Exercise description: Rewrite the rows below, swapping every "dot" for "marker" and keeping everything else the same. Leave the pictures out.

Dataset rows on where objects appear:
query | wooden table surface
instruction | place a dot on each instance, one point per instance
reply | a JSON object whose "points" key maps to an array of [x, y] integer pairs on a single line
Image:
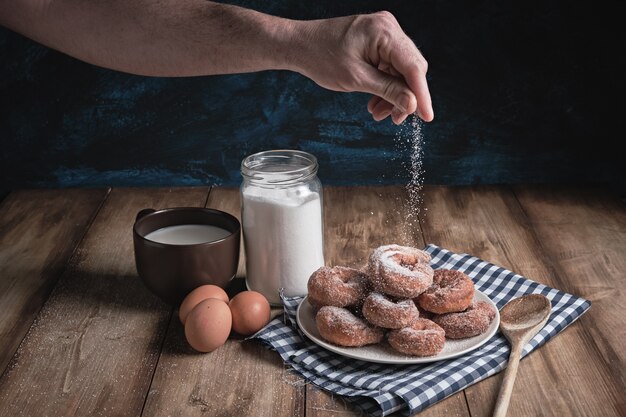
{"points": [[81, 335]]}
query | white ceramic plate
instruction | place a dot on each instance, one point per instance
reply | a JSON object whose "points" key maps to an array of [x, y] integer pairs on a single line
{"points": [[382, 352]]}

Final result:
query | wooden table surface
instruction | place a marker on each instance, one point per instance
reply | a JSON object whose "points" key maps to an array of [x, y] integer pairs on a single line
Image:
{"points": [[81, 335]]}
query | white ceramic plate
instruction | place a marker on each instance, one point per instance
reply | a JSON object whose "points" key maps to an array of [x, y] integer pairs on a single line
{"points": [[382, 352]]}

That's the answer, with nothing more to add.